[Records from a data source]
— BEGIN —

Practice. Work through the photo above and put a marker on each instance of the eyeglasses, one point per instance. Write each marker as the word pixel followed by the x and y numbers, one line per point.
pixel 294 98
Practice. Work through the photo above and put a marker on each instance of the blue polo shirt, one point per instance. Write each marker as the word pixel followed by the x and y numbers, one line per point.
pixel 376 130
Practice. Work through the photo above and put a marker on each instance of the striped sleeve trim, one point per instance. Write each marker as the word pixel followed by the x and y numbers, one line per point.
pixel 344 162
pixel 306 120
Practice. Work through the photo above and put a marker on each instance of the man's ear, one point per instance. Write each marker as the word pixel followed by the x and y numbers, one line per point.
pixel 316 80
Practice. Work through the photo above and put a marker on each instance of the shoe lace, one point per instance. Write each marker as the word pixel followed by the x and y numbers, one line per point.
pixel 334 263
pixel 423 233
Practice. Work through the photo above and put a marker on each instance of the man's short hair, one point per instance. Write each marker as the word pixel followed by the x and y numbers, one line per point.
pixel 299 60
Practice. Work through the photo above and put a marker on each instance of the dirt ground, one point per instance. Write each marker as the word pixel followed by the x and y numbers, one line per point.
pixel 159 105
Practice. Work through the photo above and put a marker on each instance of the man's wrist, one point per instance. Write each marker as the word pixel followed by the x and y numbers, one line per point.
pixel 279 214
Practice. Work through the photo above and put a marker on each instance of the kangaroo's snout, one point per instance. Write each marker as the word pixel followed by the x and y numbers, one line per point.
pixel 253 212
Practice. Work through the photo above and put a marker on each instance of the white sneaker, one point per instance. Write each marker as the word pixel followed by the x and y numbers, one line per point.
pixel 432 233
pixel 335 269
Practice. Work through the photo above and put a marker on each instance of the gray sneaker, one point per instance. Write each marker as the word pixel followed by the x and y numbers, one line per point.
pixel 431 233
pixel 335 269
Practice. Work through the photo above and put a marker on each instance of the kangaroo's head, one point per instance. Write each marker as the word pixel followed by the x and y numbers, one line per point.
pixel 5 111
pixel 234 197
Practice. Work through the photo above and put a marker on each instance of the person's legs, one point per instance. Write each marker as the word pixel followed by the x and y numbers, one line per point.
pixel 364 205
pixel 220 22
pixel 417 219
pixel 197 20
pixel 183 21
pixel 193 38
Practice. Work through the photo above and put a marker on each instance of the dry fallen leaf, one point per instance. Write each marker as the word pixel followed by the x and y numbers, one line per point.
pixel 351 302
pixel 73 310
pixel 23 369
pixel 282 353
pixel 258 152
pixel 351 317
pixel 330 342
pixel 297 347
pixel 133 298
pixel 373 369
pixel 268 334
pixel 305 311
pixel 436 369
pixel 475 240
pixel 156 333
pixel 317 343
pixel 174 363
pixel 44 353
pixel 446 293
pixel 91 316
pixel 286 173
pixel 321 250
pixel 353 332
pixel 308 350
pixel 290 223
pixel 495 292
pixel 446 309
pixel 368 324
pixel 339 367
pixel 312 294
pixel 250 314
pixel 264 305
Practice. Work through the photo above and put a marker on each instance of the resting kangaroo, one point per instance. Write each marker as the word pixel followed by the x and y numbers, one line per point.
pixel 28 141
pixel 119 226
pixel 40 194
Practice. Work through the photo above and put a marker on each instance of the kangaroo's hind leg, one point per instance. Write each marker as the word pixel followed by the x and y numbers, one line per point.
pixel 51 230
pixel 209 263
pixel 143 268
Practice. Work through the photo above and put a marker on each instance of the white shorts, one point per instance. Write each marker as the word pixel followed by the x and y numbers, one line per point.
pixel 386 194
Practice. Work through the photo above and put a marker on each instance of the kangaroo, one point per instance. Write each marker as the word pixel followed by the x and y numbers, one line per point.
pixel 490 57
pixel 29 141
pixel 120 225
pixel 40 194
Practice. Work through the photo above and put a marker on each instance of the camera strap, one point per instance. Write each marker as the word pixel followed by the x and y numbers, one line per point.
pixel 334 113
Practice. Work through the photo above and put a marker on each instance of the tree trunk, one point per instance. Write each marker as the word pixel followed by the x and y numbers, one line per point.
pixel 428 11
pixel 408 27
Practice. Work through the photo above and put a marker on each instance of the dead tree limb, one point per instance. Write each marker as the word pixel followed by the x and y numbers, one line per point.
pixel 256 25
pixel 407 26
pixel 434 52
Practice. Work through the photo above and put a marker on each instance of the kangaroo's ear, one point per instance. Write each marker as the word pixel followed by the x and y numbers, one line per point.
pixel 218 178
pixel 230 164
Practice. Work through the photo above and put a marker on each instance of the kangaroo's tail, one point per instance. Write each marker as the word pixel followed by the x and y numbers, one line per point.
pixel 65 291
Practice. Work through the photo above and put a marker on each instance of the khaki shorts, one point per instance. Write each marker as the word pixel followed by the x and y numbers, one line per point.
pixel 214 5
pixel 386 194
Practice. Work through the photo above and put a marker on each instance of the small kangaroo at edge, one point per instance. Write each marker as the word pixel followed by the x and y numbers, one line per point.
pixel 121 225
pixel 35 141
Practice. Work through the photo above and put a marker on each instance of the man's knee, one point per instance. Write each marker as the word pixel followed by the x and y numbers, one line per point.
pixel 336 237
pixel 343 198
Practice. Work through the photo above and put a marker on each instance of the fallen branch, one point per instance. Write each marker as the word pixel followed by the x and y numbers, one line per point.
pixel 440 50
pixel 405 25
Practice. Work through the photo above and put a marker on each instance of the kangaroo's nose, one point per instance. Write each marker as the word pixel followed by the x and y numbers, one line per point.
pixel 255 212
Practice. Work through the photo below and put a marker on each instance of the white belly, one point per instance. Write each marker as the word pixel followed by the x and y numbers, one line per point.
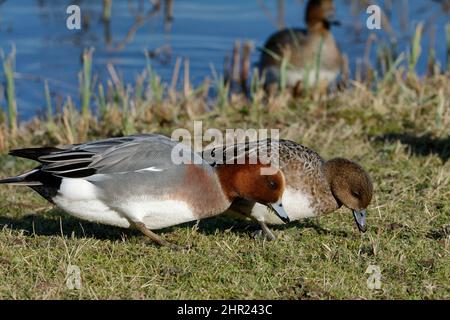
pixel 294 76
pixel 295 203
pixel 81 199
pixel 157 214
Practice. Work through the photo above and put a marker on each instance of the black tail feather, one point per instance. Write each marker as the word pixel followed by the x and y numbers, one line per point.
pixel 33 153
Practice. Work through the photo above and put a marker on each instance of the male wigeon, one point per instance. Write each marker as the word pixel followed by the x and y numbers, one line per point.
pixel 301 50
pixel 313 186
pixel 134 182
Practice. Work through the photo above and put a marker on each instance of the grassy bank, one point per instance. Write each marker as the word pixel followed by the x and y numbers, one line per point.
pixel 396 125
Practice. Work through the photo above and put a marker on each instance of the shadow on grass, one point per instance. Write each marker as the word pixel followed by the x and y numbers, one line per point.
pixel 421 145
pixel 56 223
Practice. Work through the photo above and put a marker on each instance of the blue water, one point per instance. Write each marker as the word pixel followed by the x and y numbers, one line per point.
pixel 202 30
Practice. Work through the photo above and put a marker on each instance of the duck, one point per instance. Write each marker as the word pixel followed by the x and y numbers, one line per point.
pixel 300 48
pixel 314 186
pixel 145 181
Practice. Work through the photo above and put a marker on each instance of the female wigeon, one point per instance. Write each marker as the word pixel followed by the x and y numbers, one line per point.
pixel 301 49
pixel 134 182
pixel 313 186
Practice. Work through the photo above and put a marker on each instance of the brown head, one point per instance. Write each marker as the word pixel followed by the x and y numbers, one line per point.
pixel 319 14
pixel 247 181
pixel 351 186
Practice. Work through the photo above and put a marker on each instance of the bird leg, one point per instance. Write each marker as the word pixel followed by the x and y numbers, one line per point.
pixel 153 236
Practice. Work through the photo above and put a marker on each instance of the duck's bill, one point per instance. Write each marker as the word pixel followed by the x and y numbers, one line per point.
pixel 335 23
pixel 278 209
pixel 360 219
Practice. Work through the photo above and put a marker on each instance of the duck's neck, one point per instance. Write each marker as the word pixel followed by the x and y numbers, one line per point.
pixel 322 26
pixel 330 169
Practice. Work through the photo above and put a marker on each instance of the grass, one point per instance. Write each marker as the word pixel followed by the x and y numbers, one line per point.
pixel 398 129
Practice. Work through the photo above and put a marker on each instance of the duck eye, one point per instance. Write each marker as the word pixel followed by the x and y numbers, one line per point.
pixel 356 194
pixel 272 185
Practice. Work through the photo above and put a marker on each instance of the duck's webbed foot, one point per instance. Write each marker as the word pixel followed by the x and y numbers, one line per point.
pixel 154 237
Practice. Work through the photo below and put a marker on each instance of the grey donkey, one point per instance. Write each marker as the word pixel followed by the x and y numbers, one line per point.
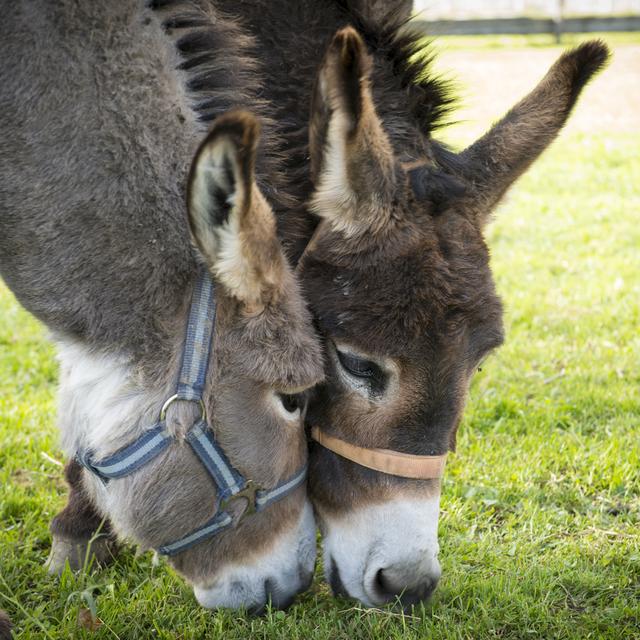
pixel 99 123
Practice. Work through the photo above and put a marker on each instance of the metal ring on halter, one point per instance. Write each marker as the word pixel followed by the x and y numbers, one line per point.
pixel 173 398
pixel 249 493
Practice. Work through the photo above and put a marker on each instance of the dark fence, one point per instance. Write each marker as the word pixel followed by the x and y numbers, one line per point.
pixel 529 25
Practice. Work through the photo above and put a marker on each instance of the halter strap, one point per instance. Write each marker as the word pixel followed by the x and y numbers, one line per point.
pixel 230 483
pixel 395 463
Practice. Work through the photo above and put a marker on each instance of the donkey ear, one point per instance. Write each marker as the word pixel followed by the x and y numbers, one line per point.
pixel 352 162
pixel 496 160
pixel 231 223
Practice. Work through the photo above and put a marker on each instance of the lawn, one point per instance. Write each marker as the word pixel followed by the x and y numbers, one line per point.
pixel 540 524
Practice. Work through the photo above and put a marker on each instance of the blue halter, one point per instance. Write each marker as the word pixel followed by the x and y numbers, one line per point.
pixel 230 483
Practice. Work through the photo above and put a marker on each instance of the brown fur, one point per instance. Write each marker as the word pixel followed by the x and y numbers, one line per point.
pixel 414 285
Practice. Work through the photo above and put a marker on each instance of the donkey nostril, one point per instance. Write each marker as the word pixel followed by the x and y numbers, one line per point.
pixel 384 586
pixel 388 589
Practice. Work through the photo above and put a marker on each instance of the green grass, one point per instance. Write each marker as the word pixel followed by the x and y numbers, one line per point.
pixel 540 525
pixel 537 40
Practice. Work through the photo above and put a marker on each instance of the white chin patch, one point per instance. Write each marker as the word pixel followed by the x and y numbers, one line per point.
pixel 384 549
pixel 283 571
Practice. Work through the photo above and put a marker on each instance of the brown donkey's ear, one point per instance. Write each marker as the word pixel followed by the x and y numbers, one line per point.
pixel 352 163
pixel 493 163
pixel 231 223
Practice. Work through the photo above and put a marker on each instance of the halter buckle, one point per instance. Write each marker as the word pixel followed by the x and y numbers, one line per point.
pixel 174 398
pixel 249 493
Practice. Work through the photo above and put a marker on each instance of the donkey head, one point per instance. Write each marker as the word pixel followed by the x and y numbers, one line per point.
pixel 265 355
pixel 397 275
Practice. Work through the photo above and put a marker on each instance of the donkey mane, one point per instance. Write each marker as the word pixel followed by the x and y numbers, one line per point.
pixel 280 34
pixel 430 97
pixel 221 71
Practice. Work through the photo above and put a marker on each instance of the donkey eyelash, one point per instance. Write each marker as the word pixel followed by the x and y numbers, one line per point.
pixel 361 368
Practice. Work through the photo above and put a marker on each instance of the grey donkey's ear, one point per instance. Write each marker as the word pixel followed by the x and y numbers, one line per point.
pixel 352 162
pixel 495 161
pixel 231 223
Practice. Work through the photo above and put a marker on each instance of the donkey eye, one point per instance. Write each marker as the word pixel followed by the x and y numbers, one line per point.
pixel 290 403
pixel 360 367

— END —

(WHAT TO WORK ON):
Output, with no changes, the lines of the data above that begin at the line containing "halter strap, one" and continue through the line containing "pixel 388 589", including both.

(TASK OUTPUT):
Practice. Work through the photo above and put a marker on each instance of the halter strap, one point per instance. Write each marker as the word pixel followed by the x and y numbers, one line per point.
pixel 230 483
pixel 395 463
Practice. Work through the photo above and put a marker on each instance of the donkey ear, one point per instance. Write each marker as the word pixel followed by the x and y numbers, one line per point.
pixel 352 162
pixel 496 160
pixel 231 223
Practice. Work through the photo above and put a marker on each instance of the lawn, one point per instance. Write each marker as the word pixel followed by the x and y numbers, one line per point.
pixel 540 524
Practice. Work through the photo above and put a marker on each instance of the blue halter, one point per instance. Write each marker as the word pixel followed by the x and y numbers, one line per point.
pixel 230 483
Practice. Work through the photo above and put a marker on each instance of the brown fur, one point per instance. Write each marker as the word pixel followed by the x and y numbers, one line per point.
pixel 414 285
Practice. Work through the photo above and put a marker on each instance of the donkey nostril, one point per instance. Write each marker as the word pixel followed by the x and y numbers, one line per point.
pixel 384 586
pixel 388 589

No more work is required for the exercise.